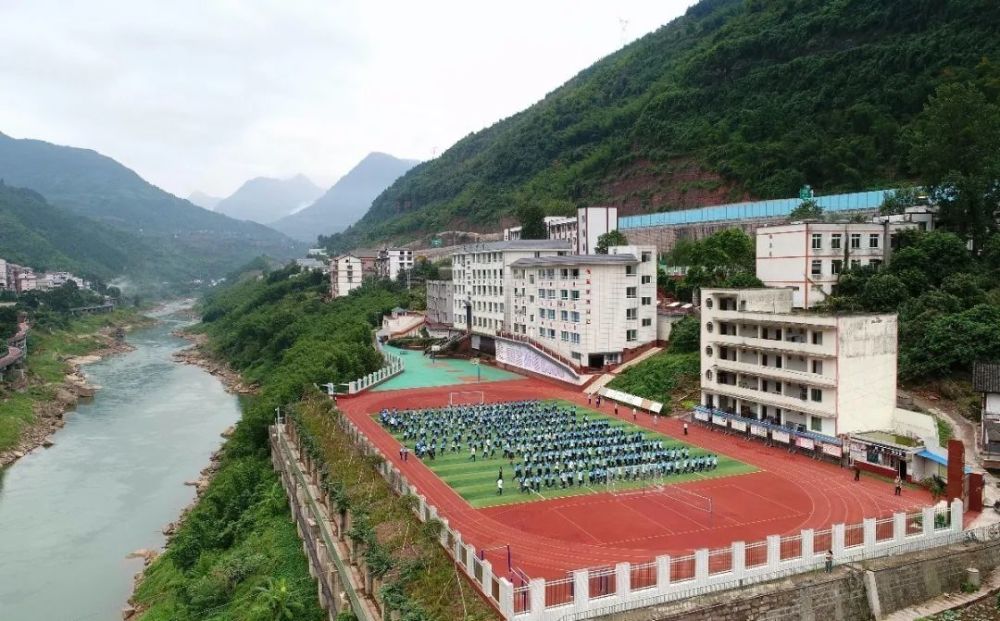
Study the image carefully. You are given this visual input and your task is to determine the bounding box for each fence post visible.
[923,507,936,537]
[497,577,514,619]
[892,513,906,543]
[830,524,844,559]
[694,548,708,582]
[576,569,590,612]
[528,578,545,619]
[951,498,964,533]
[861,518,875,553]
[615,563,632,602]
[731,541,747,580]
[802,528,816,563]
[656,556,670,593]
[767,535,781,569]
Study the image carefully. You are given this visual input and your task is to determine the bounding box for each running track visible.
[339,379,932,578]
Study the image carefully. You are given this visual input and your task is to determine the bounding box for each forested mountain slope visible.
[0,134,298,279]
[325,0,1000,250]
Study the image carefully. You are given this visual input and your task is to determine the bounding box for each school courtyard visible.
[339,360,932,578]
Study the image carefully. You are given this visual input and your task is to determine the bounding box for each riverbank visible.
[0,309,155,468]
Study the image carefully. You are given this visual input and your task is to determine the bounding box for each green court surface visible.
[372,346,521,390]
[386,400,756,509]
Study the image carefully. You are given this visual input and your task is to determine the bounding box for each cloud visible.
[0,0,690,196]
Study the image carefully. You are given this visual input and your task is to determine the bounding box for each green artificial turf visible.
[378,400,756,509]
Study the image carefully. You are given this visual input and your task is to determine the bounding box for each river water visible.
[0,306,240,621]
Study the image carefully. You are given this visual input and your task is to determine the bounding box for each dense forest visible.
[323,0,1000,250]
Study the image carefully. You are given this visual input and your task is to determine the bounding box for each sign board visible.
[795,437,816,451]
[823,444,844,457]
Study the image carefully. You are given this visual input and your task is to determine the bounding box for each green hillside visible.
[0,134,300,280]
[324,0,1000,250]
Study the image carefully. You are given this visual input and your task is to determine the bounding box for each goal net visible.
[448,390,486,405]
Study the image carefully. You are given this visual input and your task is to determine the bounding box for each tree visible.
[517,202,548,239]
[594,229,628,254]
[907,83,1000,253]
[788,198,823,220]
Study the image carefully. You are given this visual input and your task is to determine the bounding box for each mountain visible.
[0,134,300,280]
[324,0,1000,250]
[188,192,222,211]
[215,175,323,224]
[271,153,419,242]
[0,183,148,280]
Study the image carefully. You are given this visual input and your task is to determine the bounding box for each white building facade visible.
[757,221,918,308]
[508,246,657,368]
[330,254,364,298]
[701,289,897,436]
[451,239,573,335]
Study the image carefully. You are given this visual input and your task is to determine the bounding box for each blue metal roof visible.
[618,189,895,230]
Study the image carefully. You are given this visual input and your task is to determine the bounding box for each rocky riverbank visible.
[0,325,145,467]
[173,330,258,395]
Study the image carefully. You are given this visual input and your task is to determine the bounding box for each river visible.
[0,305,240,621]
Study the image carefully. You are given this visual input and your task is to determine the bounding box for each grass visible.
[384,400,756,509]
[0,309,150,451]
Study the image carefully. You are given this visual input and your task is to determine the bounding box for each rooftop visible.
[972,362,1000,392]
[458,239,573,253]
[510,254,639,267]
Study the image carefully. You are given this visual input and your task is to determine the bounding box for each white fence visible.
[341,416,966,621]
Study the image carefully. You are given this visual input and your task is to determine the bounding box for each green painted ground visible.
[372,346,521,390]
[384,400,756,509]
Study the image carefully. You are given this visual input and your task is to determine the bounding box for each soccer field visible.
[378,400,756,508]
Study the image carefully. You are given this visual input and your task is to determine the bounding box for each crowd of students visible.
[379,401,719,494]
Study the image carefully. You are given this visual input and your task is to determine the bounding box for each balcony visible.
[713,358,837,388]
[701,380,836,418]
[707,334,837,358]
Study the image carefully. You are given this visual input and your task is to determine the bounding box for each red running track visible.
[339,379,932,578]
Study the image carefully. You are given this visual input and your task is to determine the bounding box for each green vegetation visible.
[0,309,148,452]
[820,231,1000,380]
[293,398,498,621]
[382,398,754,509]
[324,0,1000,250]
[0,134,301,284]
[135,266,424,621]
------------------------
### Task brief
Recast the stretch of rows above, from the line containing "building facade visible." through the line containing "[451,239,573,335]", as a Markdown table with columns No. and Line. Number each line and leave out any blank lines.

### Response to the task
| No. | Line |
|---|---|
| 1 | Study the image carefully. You are given this visual input and your task is to determine the bounding box for each white building facade visible. |
| 2 | [757,221,918,308] |
| 3 | [508,246,657,368] |
| 4 | [330,254,364,298] |
| 5 | [701,289,897,436] |
| 6 | [451,239,573,335] |